* What is asked
Collect every line of the listing below that contains the word "wall". Matching is case-sensitive.

··· Records to use ···

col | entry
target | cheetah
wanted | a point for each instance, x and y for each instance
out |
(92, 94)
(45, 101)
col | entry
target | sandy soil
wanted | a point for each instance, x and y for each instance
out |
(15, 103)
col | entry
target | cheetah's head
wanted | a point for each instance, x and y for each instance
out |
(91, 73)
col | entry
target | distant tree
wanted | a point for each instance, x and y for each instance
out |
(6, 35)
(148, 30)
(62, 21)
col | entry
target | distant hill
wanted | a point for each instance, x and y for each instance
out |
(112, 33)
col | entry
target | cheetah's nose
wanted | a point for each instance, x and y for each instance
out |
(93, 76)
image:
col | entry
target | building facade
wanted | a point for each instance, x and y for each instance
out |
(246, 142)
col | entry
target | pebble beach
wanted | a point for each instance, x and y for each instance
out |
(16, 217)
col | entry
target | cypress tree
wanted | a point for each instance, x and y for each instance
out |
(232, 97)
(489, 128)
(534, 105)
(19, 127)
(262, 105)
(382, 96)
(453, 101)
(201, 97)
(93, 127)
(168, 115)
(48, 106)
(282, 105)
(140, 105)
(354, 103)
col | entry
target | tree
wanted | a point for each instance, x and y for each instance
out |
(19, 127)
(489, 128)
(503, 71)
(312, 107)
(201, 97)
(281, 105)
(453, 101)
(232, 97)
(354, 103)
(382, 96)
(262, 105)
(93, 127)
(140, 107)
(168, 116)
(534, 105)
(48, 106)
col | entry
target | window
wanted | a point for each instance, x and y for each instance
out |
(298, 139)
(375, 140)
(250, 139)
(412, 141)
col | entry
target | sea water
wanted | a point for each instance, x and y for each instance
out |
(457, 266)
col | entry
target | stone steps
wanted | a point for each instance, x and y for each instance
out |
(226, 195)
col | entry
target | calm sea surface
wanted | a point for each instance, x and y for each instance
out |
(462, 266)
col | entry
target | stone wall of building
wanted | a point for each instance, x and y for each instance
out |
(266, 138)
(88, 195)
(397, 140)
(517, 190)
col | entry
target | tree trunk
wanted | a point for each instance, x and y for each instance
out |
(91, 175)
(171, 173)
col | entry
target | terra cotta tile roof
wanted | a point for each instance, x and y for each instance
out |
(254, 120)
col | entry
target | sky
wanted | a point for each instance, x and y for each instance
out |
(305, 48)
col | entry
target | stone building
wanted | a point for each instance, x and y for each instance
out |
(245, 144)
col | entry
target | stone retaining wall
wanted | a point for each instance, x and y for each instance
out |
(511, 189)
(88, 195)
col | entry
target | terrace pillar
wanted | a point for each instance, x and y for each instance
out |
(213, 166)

···
··· Records to use ···

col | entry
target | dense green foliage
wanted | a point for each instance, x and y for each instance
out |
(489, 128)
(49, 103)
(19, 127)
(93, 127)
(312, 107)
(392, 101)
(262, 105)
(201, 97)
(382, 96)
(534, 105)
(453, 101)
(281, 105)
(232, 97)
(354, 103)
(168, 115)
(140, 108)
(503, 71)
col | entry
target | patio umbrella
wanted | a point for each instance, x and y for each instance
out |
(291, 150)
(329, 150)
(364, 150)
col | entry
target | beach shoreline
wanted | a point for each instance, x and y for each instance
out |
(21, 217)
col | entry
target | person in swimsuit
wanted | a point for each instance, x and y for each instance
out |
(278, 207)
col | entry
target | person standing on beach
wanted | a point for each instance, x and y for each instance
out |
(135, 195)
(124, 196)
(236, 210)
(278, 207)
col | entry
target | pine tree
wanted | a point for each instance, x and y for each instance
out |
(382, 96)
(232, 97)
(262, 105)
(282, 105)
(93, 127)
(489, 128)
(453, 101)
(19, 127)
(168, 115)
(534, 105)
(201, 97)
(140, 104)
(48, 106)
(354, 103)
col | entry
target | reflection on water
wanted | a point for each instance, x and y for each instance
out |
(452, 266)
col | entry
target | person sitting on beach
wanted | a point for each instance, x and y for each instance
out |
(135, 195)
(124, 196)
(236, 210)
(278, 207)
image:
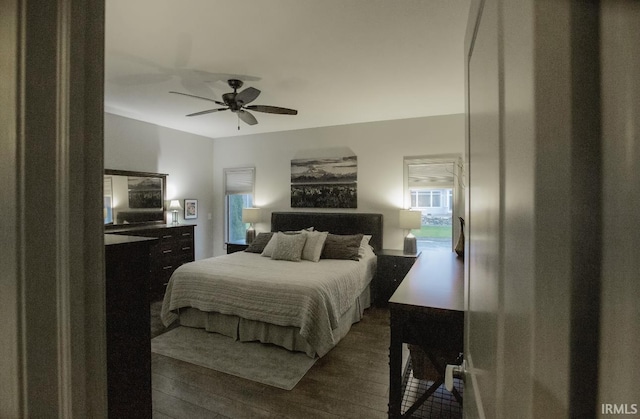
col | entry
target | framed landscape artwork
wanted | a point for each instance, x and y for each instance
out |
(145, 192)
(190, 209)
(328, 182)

···
··· Records to use ···

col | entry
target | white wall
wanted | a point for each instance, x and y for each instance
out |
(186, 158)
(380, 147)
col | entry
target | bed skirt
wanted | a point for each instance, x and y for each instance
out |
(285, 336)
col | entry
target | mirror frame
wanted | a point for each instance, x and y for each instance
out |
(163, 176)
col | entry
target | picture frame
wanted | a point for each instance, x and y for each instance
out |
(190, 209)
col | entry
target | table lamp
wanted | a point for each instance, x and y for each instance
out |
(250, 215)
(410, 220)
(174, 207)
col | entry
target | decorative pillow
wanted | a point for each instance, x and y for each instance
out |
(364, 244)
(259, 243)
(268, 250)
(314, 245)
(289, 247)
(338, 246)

···

* Expected answer
target | stone wall of building
target | stone retaining wall
target | white wall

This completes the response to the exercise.